Passage provided:
The Treasury Department blacklisted 12 Russians on Tuesday for their roles in the detention and the death of lawyer Sergei Magnitsky nearly five years ago.
The dozen individuals sanctioned by the U.S. government will have all property and personal interests blocked in the United States under the 2012 human rights law known as the Magnitsky Act.
The other two were named for "gross human rights violations" against people who wanted to expose illegal activity by Russian government officials.
In 2008, the Moscow-based lawyer for Hermitage Capital Management, told a Russian court that he had discovered an elaborate embezzlement scheme by police and tax officials involving more than $200 million in tax funds.
After his statements, Magnitsky was charged with tax evasion and held for 11 months in prison where his pancreatitis went untreated.
The 37-year-old died on Nov. 16, 2009 in Moscow's Matrosskaya Tishina prison.
In 2011, under then President Dmitry Medvedev, the Kremlin's human rights commission determined that Magnitsky had been handcuffed, severely beaten and denied medical care.
In an odd twist, a Russian court found Magnitsky guilty of tax evasion in July 2013, nearly four years after his death.
Congress added the Magnitsky language to legislation in 2012 that gave Russia entry into the World Trade Organization.
The law angered Russian officials and late in 2012, President Vladimir Putin signed a law banning Americans from adopting Russian orphans.
This law requires that sanctions be imposed on those who were involved in Magnitsky's detention, the tax fraud he uncovered or from financially benefited from his jailing.
It also calls for sanctions on those who have killed, tortured or otherwise violated the human rights of those trying to expose illegal activity by Russian officials.
Those sanctioned by Treasury:
• Dr. Larisa Litvinova, a doctor and the head of the Butyrka Detention Center Hospital for withholding appropriate medical care.
• Dr. Dmitry Kratov, the former chief medical officer at Butyrka for withholding appropriate medical care. A Russian court cleared him of any wrongdoing in Magnitsky's death.
• Dr. Alexandra Gauss, a surgeon at the Matrosskaya Tishina Detention Center for withholding appropriate medical care.
• Fikret Tagiyev, the head of the Matrosskaya Tishina Detention Center who participating in efforts to conceal the legal liability in Magnitsky's case.
• Igor Alisov, a Moscow judge who oversaw the posthumous trial of Magnitsky and participated in efforts to conceal the legal liability of the case.

Data section:

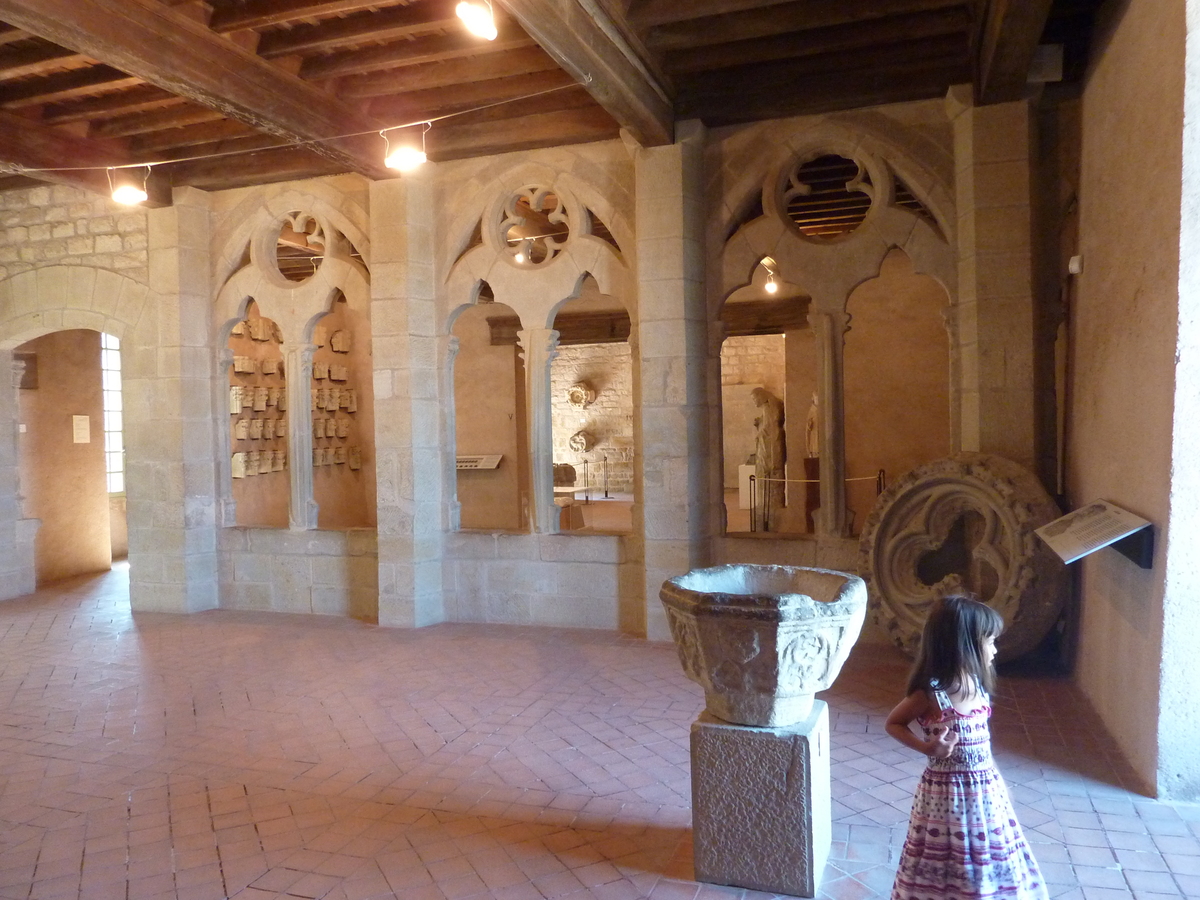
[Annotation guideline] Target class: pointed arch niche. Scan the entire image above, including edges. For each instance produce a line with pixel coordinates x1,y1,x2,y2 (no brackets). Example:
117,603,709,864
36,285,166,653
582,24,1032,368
842,248,953,535
451,282,529,532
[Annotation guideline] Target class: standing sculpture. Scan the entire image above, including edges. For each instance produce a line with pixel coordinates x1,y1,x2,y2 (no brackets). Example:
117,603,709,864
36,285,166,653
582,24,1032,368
750,388,787,532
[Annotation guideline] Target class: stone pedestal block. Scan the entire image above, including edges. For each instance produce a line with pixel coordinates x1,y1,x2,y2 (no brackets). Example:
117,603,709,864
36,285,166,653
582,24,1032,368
691,700,832,896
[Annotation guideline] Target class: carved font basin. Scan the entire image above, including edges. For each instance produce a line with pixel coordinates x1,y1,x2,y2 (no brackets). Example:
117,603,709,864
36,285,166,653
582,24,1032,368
659,565,866,727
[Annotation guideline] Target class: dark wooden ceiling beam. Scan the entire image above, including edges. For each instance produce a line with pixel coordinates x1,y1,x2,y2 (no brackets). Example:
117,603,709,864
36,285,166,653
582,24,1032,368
676,37,971,126
662,7,973,74
209,0,409,34
300,24,533,82
41,84,187,125
626,0,794,30
89,101,225,138
646,0,970,52
974,0,1054,103
0,0,386,176
368,68,575,124
258,0,462,59
337,44,558,100
498,0,674,146
0,66,142,109
0,41,91,79
0,106,169,206
426,102,620,161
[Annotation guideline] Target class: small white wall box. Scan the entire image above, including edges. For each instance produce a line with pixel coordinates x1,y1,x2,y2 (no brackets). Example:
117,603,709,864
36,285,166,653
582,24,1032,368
455,454,504,469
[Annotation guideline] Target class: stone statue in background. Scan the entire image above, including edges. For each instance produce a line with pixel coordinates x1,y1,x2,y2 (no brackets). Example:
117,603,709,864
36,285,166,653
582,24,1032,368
750,388,787,532
804,391,821,458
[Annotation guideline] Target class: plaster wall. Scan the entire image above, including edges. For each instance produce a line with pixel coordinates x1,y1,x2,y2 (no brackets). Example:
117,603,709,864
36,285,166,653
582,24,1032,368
454,304,528,532
550,342,634,493
1067,0,1180,790
18,329,113,584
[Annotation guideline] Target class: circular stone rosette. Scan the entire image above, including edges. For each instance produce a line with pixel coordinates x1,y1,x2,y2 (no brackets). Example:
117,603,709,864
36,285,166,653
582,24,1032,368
859,454,1068,661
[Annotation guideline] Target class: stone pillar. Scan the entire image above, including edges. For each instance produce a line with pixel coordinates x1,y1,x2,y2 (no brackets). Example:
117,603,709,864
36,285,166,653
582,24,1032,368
0,359,41,600
517,328,558,534
691,700,833,896
809,312,850,538
371,174,452,628
947,85,1037,472
132,187,228,612
284,344,319,532
623,121,710,641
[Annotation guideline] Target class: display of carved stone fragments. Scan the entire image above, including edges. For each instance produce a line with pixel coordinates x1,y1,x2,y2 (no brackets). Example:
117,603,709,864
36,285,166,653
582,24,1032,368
858,454,1068,661
659,565,866,728
566,382,596,409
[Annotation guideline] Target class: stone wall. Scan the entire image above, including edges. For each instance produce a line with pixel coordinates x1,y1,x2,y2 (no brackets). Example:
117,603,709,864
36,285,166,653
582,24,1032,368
550,343,634,493
0,185,148,282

What to work on:
A. Answer these questions from the passage on the Magnitsky sanctions:
(i) How long was Magnitsky held in prison?
(ii) What did the 2012 legislation that Congress added the Magnitsky language to give Russia?
(iii) Who is the head of the Matrosskaya Tishina Detention Center on the Treasury's list?
B. For each statement, say whether it agrees with the passage on the Magnitsky sanctions, and quote the words that decide it:
(i) Magnitsky died in Moscow's Matrosskaya Tishina prison.
(ii) Larisa Litvinova was the former chief medical officer at Butyrka.
(iii) Putin signed the law banning Americans from adopting Russian orphans in 2008.

Outputs by task:
A.
(i) 11 months
(ii) Entry into the World Trade Organization
(iii) Fikret Tagiyev

B.
(i) Yes: "The 37-year-old died on Nov. 16, 2009 in Moscow's Matrosskaya Tishina prison."
(ii) No: "Dr. Larisa Litvinova, a doctor and the head of the Butyrka Detention Center Hospital"
(iii) No: "late in 2012, President Vladimir Putin signed a law banning Americans from adopting Russian orphans."